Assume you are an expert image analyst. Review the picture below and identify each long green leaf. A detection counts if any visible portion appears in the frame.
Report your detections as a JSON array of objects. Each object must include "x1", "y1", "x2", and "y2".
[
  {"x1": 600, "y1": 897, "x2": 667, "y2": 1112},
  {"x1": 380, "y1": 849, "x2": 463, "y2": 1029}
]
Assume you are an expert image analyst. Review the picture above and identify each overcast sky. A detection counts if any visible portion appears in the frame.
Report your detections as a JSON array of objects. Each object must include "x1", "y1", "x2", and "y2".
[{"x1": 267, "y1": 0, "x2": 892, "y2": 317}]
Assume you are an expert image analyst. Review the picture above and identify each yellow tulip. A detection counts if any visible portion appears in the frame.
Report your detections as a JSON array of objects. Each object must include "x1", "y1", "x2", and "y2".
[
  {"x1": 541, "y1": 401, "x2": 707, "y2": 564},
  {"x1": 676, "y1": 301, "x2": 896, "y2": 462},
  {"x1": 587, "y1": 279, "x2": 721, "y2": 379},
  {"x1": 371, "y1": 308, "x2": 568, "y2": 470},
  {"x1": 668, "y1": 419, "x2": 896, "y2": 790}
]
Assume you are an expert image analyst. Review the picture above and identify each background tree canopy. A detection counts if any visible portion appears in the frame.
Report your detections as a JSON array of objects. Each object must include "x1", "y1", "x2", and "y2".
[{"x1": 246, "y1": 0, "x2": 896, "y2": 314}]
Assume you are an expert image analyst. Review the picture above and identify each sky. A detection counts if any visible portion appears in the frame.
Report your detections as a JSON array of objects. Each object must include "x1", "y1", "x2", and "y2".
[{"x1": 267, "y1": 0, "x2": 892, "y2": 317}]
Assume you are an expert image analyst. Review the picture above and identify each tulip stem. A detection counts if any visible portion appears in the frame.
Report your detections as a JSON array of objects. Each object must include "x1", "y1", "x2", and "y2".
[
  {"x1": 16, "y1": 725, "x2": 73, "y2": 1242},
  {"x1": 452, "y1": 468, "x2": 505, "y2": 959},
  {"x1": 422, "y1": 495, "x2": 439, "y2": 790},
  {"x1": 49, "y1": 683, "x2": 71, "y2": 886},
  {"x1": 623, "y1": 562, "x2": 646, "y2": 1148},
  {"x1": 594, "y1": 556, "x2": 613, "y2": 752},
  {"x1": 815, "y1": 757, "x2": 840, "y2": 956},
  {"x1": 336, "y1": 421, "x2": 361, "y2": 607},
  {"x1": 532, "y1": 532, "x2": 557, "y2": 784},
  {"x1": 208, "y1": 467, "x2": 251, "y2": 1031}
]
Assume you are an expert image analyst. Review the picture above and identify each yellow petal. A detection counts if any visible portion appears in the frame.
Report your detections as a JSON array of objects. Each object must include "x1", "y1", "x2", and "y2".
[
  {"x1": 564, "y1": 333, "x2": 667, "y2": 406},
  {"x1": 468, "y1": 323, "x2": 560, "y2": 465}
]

AIM OF THE TASK - Reproduce the entire listing above, putting "skilled image reviewer" wherever "expert image analyst" occurs and leaving everything else unchanged.

FINAL RESULT -
Assume you are an skilled image reviewer. Review the picture below and identify each long green leaf. A detection counts if any visible portion appears in the frame.
Report your detections as a JSON array of objects. Each object must include "x1", "y1", "x2", and "y2".
[
  {"x1": 600, "y1": 897, "x2": 667, "y2": 1112},
  {"x1": 380, "y1": 849, "x2": 463, "y2": 1029}
]
Assume you are an skilled image reviewer. Review the picture above and identify each overcast sky. A detection counts if any visible portion appears in the frame.
Report your detections as a JSON array of objects. Each object must include "x1", "y1", "x2", and "y2".
[{"x1": 267, "y1": 0, "x2": 892, "y2": 317}]
Assume you are an skilled image reviewer. Review the picture above and identify each yellow tulip. A detection counts if any visible portion appears in the frame.
Report your detections as a JSON array of objects. Each object must include "x1", "y1", "x2", and "y2".
[
  {"x1": 541, "y1": 401, "x2": 707, "y2": 564},
  {"x1": 676, "y1": 301, "x2": 896, "y2": 462},
  {"x1": 587, "y1": 279, "x2": 721, "y2": 379},
  {"x1": 371, "y1": 308, "x2": 568, "y2": 470},
  {"x1": 668, "y1": 419, "x2": 896, "y2": 790}
]
Assume you are an skilled image reviewer. Review the picture above and identify each background tree canopy. A detection counts if any visible portion appears in the frame.
Report your detections as a JSON array of objects. Each object must include "x1", "y1", "x2", and "y2".
[{"x1": 246, "y1": 0, "x2": 896, "y2": 314}]
Assume you are an skilled image reviewer. Review the picture above and identify each sky. A detection counts if any visible portion appears in the frame.
Report your detections as a JSON array of objects. Each object must include "x1", "y1", "x2", and "y2".
[{"x1": 267, "y1": 0, "x2": 892, "y2": 317}]
Assume you are an skilled image reviewer. Review the picture above and identify each tulip stem. A detection counts if any visible portion appears in the frame.
Report your detections as a JSON array of objects. Each object must include "x1", "y1", "x2", and "y2".
[
  {"x1": 16, "y1": 725, "x2": 73, "y2": 1242},
  {"x1": 452, "y1": 468, "x2": 505, "y2": 959},
  {"x1": 422, "y1": 495, "x2": 439, "y2": 790},
  {"x1": 49, "y1": 683, "x2": 71, "y2": 886},
  {"x1": 623, "y1": 562, "x2": 646, "y2": 1148},
  {"x1": 594, "y1": 556, "x2": 613, "y2": 752},
  {"x1": 815, "y1": 757, "x2": 840, "y2": 956},
  {"x1": 336, "y1": 421, "x2": 361, "y2": 607},
  {"x1": 532, "y1": 532, "x2": 557, "y2": 784},
  {"x1": 208, "y1": 467, "x2": 251, "y2": 1031}
]
Assume you are an skilled image reviewer. Review the picture above and identify each yellow petal. A detection counts if any visible portion appears in the frame.
Report your detections as a JSON array of objects. Each object must include "x1", "y1", "x2", and "y2".
[
  {"x1": 564, "y1": 333, "x2": 667, "y2": 406},
  {"x1": 468, "y1": 323, "x2": 560, "y2": 465}
]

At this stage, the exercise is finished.